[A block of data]

☆ ☆ ☆

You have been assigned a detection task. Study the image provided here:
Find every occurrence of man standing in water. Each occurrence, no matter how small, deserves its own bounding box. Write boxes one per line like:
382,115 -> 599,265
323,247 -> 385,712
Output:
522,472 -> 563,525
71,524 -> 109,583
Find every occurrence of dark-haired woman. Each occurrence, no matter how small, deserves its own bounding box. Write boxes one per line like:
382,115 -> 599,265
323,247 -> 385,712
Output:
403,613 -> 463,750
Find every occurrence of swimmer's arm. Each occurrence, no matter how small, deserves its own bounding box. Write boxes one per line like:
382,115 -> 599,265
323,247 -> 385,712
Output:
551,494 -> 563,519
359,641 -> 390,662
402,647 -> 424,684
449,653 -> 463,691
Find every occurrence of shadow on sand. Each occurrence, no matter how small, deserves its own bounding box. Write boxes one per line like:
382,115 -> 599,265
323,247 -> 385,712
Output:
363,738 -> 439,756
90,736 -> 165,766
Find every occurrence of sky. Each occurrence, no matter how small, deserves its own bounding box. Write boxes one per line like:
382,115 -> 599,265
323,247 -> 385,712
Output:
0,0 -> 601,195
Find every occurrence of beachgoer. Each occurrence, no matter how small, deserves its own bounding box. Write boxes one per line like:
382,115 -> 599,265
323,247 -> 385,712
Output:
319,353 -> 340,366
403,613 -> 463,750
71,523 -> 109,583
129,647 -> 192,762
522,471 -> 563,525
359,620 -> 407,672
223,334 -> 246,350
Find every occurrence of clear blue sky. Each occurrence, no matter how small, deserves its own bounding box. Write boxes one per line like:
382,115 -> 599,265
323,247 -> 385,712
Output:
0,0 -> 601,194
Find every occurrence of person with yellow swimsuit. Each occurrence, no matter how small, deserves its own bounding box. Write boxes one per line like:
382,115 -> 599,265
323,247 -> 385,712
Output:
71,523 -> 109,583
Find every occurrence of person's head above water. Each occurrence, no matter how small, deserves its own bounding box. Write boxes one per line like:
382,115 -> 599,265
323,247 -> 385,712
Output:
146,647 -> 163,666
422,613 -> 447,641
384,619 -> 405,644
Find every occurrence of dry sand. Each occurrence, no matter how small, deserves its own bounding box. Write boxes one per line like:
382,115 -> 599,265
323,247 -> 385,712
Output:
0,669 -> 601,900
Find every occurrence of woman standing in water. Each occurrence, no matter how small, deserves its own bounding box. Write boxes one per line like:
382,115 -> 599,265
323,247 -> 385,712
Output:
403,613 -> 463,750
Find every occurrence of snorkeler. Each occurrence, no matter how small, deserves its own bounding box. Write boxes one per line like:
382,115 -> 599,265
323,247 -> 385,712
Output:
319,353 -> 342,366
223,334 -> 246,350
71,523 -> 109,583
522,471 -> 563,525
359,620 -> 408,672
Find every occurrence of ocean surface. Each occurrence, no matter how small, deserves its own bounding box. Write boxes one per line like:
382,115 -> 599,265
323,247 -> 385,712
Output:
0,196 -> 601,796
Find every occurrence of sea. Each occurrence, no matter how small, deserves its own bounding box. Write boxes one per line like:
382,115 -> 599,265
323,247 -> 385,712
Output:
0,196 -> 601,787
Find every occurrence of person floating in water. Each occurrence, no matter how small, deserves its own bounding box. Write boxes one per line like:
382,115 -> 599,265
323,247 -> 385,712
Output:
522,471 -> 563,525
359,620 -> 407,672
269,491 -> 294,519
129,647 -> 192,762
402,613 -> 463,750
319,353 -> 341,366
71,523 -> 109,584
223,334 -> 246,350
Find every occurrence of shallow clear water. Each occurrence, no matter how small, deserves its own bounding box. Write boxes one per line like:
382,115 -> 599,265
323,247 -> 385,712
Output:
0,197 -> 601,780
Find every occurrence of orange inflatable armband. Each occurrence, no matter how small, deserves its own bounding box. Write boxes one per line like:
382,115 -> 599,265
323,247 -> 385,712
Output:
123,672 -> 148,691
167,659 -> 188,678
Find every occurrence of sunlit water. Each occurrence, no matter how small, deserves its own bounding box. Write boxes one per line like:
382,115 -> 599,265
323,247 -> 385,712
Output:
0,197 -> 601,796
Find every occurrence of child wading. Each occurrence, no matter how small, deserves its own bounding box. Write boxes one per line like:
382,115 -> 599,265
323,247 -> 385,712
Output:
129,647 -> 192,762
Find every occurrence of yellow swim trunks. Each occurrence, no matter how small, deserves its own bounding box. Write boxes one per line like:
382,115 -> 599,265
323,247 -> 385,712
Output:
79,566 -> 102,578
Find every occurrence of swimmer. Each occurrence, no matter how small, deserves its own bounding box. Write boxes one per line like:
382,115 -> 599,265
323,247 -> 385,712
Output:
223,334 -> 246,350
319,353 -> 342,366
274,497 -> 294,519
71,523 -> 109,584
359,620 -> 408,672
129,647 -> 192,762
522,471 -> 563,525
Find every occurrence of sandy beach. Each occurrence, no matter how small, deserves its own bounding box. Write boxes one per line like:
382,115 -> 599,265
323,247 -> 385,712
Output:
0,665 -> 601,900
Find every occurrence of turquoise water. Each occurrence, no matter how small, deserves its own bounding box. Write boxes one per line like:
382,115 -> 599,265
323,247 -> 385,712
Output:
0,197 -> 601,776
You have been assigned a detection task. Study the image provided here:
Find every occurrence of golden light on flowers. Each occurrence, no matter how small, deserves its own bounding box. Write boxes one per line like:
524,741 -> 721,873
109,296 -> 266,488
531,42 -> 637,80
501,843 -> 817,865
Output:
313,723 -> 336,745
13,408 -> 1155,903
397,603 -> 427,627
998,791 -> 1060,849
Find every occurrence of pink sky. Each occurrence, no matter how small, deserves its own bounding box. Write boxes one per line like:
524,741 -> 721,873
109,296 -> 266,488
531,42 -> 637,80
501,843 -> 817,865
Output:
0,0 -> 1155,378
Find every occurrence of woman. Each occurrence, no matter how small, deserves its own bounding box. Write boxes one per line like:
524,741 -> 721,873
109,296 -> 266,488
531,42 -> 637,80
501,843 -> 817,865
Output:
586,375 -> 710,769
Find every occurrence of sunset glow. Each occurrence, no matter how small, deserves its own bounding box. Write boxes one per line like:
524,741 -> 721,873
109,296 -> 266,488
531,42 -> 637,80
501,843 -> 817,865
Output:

☆ ☆ ☆

■ Task prompt:
Could you transcribe every one of these lines exactly, from start to finish?

■ Solution:
You have been assigned a detection task. Study the image provided here:
Find every occurrence of man standing in water. Each occurrence, no matter how small, deserves its own bounding box. Write boxes one per line like:
382,115 -> 599,265
323,247 -> 385,712
Output:
522,472 -> 563,525
71,524 -> 109,583
Find every occurrence of dark-haired woman. Each occurrence, no matter how small, deserves its own bounding box. Write boxes one per line like:
382,115 -> 599,265
323,247 -> 385,712
Output:
403,613 -> 463,750
Find every occurrence of swimmer's arm. Each occurrence, no matter how small, deserves its own bounding box. Write boxes one per line like:
382,115 -> 599,265
323,247 -> 385,712
Output:
551,494 -> 563,519
359,641 -> 390,662
402,647 -> 424,684
449,653 -> 463,691
Find every occurrence of shadow on sand. Each occurrence, no matter how small, deserves its own bounding box. Write boxes one per line like:
382,115 -> 599,265
323,247 -> 385,712
Output:
363,738 -> 439,756
90,736 -> 165,766
Find every occurrence of sky. Each occurrence, no matter how small, deserves its own bounding box. Write boxes one per line like:
382,115 -> 599,265
323,247 -> 385,712
Output:
0,0 -> 601,195
Find every occurrence of beachgoer. Each occurrence, no matter how small, deserves its own bounding box. Write boxes one per line like:
382,115 -> 599,265
323,247 -> 385,712
Output:
319,353 -> 340,366
403,613 -> 463,750
71,523 -> 109,583
129,647 -> 192,762
522,471 -> 563,525
359,620 -> 407,672
223,334 -> 246,350
Find every occurrence of clear blue sky. Each occurrence, no matter how small, deserves its own bounding box. Write boxes one per line like:
382,115 -> 599,265
323,247 -> 385,712
Output:
0,0 -> 601,194
Find every occurrence of person with yellow swimsuit. Each occurrence, no matter how small, deserves its own bounding box. Write boxes one per line like:
382,115 -> 599,265
323,247 -> 385,712
Output:
71,523 -> 109,583
Find every occurrence of person's head above water. Each occurrence, no matter how small, deserves its own bounding box. Write boxes one per line like:
382,115 -> 599,265
323,247 -> 385,712
Output:
146,647 -> 163,666
422,613 -> 447,641
384,619 -> 405,644
Find every occurrence of dry sand. Each occurrence, no matter how small, deserves its own bounding box. Write boxes one per line like:
382,115 -> 599,265
323,247 -> 385,712
Output:
0,669 -> 601,900
Find every occurrence of woman standing in water. Each occurrence, no matter how small, deserves its own bounding box. Write boxes one per line like:
382,115 -> 599,265
323,247 -> 385,712
Output:
403,613 -> 463,750
Find every occurrence of snorkeler. Each occurrence, no matter how small, deserves its own bounding box. Write boxes one per line like:
382,115 -> 599,265
323,247 -> 385,712
Output:
319,353 -> 342,366
223,334 -> 246,350
71,523 -> 109,583
522,471 -> 563,525
359,620 -> 408,672
Find every occurrence of ocean surface. Each occurrence, no matter how small, deserves its own bounding box. Write boxes one per line like:
382,115 -> 599,265
323,247 -> 385,712
Output:
0,196 -> 601,796
Find every occurrence of sea. Each occurrence, no matter how small, deserves its own bounding box. Write boxes one per line like:
382,115 -> 599,265
323,247 -> 385,712
Output:
0,196 -> 601,787
Find every occurrence of person floating in water. Each occurrence, no matter how small, deserves its own bounding box. Write boxes one per line like:
382,115 -> 599,265
323,247 -> 385,712
Output:
522,471 -> 563,525
359,620 -> 407,672
269,491 -> 294,519
129,647 -> 192,762
402,613 -> 463,750
319,353 -> 341,366
71,523 -> 109,584
223,334 -> 246,350
Find every occurrence of shallow clear water. Each occurrence, no matter how small, deserves its own bounding box. Write boxes one per line like:
382,115 -> 599,265
323,247 -> 385,712
Output:
0,197 -> 601,780
Find every occurrence of orange inflatable armband. Each occurrence, no matter how small, deserves its own bounding box. Write boxes one per line like:
382,115 -> 599,265
323,247 -> 385,712
Output:
123,672 -> 148,691
167,659 -> 188,678
Find every occurrence of sunlit water. Each occurrence, no matter how small, deserves its own bounding box. Write boxes one per line like:
382,115 -> 599,265
323,247 -> 385,712
Output:
0,197 -> 601,796
Find every occurrence of child wading. Each occurrence, no matter how small, deserves its own bounding box. Write boxes one per line like:
382,115 -> 599,265
323,247 -> 385,712
Output:
129,647 -> 192,762
Find every occurrence of yellow swim trunks. Each occurrence, no matter how small, deserves its own bounding box. Write boxes one per line like:
382,115 -> 599,265
323,247 -> 385,712
Output:
79,566 -> 102,578
Find every occurrence of swimmer. Each occurrence, no matter how small, deserves its own bounding box. Write boxes one per line like:
382,115 -> 599,265
323,247 -> 385,712
Output:
223,334 -> 246,350
319,353 -> 342,366
274,497 -> 294,519
71,523 -> 109,584
359,620 -> 408,672
129,647 -> 192,762
522,471 -> 563,525
Find every occurrence of sandy beach. Each occurrence, no matter how small, deserves its own bounding box. Write boxes one per line like:
382,115 -> 599,265
323,247 -> 385,712
Output:
0,665 -> 601,900
Find every occurrence of turquoise water. Each occurrence, no matter how small, deserves its own bounding box. Write boxes one per line like:
382,115 -> 599,265
323,247 -> 385,712
Output:
0,197 -> 601,776
You have been assigned a detection task. Study the image provided here:
Find every occurrence of golden light on flowers. Each occurrence, no matter how small, deserves its own bounding box. Write boxes one per line like:
524,741 -> 721,873
109,296 -> 266,488
531,42 -> 637,80
501,843 -> 817,865
Output:
313,723 -> 336,745
13,408 -> 1155,903
397,603 -> 427,627
998,791 -> 1060,849
Find every occurrence of pink sky. Each occurrence, no matter how small, deserves its own bounding box. Write boxes one per line like:
524,741 -> 721,873
109,296 -> 266,488
531,42 -> 637,80
501,843 -> 817,865
Output:
0,0 -> 1155,378
Find every occurrence of woman. Each occurrence, no matter how small, deserves its own bounding box. Write boxes one per line like:
524,741 -> 721,873
109,296 -> 266,488
531,42 -> 637,80
501,843 -> 817,865
Output:
586,375 -> 710,769
Find every occurrence of sunset glow. Each occurrence, no matter how small, deserves its own bounding box. Write boxes one per line like:
524,741 -> 721,873
109,296 -> 266,488
531,42 -> 637,80
501,843 -> 817,865
Output:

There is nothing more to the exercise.